■ Provided passage ■
--- START ---

Compared with the SIUS, the MIUS embeds more distribution information of the uncertainties and the dispatch results can be less conservative. In this paper, the DLFD is brought into the MIUS model to obtain the multi-group data considering multi-interval uncertainties. The specific process of this step is shown as Figure 3a.

2.3. Improved Particle Swarm Optimization (IPSO) for Optimal Deterministic Dispatch

Before the optimal evolutionary dispatch, the day-ahead optimal deterministic dispatch plan (ODDP) must be gained firstly. In this part, the multi-group data obtained in the previous part is regarded as multiple deterministic data groups input to the solution algorithm for obtaining a series of ODDP. In the model, ${\mathrm{C}}_{\mathrm{u}}$, ${\mathrm{C}}_{\mathrm{e}}$, ${\mathrm{C}}_{\mathrm{g}}$ and ${\mathrm{C}}_{\mathrm{e}\mathrm{n}\mathrm{v}}$ are decision variables. Three power balance constraints are used as equality constraints of the model. The inequality constraints of the model include power grid constraint, gas pipeline constraint and equipment constraints. The specific process of this part is demonstrated in Figure 3b.

2.3.1. Objective Function

Considering the minimization of the economic cost and environmental cost of the IES as the optimization objective, the objective formulation can be described as follows:

$${\mathrm{C}}_{\mathrm{o}\mathrm{b}\mathrm{j}}=\mathrm{m}\mathrm{i}\mathrm{n}\left\{{\mathrm{C}}_{\mathrm{u}}+{\mathrm{C}}_{\mathrm{e}}+{\mathrm{C}}_{\mathrm{g}}+{\mathrm{C}}_{\mathrm{e}\mathrm{n}\mathrm{v}}\right\}$$

(5)

--- END ---

■ Written exercise A ■
Could you rewrite the records from the line holding "of the blue" through the end of the records, inclusive, changing "photo" to "image" and leaving everything else as it is?

■ Data entries ■
--- START ---

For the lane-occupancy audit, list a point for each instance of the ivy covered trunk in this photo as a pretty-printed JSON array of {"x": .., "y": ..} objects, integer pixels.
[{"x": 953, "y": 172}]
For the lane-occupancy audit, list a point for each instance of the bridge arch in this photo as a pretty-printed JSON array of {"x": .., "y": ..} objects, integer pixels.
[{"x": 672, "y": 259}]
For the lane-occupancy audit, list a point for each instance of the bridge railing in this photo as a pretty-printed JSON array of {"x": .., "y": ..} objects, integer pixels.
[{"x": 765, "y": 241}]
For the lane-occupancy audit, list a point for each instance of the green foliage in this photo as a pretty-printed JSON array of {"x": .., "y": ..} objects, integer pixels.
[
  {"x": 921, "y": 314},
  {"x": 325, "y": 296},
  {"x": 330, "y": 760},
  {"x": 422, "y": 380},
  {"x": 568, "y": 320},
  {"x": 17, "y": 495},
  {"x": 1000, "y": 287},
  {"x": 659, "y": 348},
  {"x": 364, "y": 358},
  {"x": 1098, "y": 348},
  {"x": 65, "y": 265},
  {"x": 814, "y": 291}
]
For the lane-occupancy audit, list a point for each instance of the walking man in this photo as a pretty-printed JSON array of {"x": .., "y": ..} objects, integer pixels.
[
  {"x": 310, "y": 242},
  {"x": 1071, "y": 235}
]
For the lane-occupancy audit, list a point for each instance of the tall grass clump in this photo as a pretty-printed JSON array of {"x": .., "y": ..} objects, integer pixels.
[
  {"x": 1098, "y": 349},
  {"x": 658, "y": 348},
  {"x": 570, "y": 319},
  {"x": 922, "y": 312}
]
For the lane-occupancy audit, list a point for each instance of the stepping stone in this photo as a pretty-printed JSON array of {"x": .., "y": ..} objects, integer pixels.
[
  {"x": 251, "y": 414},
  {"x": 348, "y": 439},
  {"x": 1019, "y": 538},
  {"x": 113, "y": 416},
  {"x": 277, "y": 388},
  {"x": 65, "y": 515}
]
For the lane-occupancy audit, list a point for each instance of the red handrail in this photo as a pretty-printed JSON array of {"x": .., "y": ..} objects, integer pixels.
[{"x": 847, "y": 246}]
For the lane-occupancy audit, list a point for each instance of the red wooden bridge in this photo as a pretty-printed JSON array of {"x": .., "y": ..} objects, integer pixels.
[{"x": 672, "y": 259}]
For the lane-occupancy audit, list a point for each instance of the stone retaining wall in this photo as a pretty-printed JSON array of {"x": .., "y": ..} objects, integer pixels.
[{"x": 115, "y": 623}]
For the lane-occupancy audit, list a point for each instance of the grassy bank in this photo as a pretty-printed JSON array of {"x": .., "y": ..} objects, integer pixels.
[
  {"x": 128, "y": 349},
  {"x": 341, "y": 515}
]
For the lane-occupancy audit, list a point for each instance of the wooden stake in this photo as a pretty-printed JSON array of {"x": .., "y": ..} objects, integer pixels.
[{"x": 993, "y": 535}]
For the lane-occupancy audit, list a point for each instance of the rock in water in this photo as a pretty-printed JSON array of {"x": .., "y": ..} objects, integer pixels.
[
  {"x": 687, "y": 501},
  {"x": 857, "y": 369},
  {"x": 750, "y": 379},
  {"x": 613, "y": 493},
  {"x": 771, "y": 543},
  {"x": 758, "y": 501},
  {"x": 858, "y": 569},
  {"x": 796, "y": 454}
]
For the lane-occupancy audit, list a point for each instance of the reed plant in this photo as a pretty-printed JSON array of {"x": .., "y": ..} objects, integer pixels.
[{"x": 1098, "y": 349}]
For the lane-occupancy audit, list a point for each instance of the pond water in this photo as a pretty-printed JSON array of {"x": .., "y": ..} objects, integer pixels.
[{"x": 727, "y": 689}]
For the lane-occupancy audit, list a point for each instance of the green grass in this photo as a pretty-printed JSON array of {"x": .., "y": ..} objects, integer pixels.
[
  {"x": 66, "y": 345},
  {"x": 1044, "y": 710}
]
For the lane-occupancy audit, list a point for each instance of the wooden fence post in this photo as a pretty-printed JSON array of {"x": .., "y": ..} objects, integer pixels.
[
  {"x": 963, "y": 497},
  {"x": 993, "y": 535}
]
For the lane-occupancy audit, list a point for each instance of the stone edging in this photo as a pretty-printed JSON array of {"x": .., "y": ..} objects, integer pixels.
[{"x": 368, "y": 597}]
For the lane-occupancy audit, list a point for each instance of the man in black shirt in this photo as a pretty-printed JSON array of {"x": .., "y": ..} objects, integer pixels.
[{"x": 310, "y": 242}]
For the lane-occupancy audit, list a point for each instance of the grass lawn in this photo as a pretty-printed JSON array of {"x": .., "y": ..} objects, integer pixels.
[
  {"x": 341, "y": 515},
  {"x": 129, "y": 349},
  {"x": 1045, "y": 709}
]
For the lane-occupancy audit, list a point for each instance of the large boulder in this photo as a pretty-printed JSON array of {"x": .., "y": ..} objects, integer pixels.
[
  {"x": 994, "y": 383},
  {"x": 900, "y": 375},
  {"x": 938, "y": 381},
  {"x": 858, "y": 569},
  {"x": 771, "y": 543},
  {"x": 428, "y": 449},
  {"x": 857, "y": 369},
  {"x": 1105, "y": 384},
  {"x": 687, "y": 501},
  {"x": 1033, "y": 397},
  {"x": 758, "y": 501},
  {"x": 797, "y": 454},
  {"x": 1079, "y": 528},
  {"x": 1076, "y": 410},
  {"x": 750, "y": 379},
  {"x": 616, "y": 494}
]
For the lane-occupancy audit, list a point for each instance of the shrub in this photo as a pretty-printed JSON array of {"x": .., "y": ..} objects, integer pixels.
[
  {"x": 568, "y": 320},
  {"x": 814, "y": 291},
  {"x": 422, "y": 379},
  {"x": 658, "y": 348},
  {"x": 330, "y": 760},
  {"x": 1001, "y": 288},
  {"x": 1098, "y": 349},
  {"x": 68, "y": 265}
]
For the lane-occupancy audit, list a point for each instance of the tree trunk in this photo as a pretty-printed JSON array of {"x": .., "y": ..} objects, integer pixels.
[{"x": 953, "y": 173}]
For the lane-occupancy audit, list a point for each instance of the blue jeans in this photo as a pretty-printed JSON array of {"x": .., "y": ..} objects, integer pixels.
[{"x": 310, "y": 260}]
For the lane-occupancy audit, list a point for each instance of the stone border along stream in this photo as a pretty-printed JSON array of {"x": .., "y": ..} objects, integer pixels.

--- END ---

■ Written exercise B ■
How would you put this sentence from the passage on optimal deterministic dispatch into Spanish: "Three power balance constraints are used as equality constraints of the model."?

■ Correct output A ■
For the lane-occupancy audit, list a point for each instance of the blue jeans in this image as a pretty-printed JSON array of {"x": .., "y": ..} objects, integer pixels.
[{"x": 310, "y": 260}]
For the lane-occupancy audit, list a point for each instance of the stone border along stream in this image as a pretty-printed JSON array of {"x": .., "y": ..} objects, integer pixels.

■ Correct output B ■
Se utilizan tres restricciones de balance de potencia como restricciones de igualdad del modelo.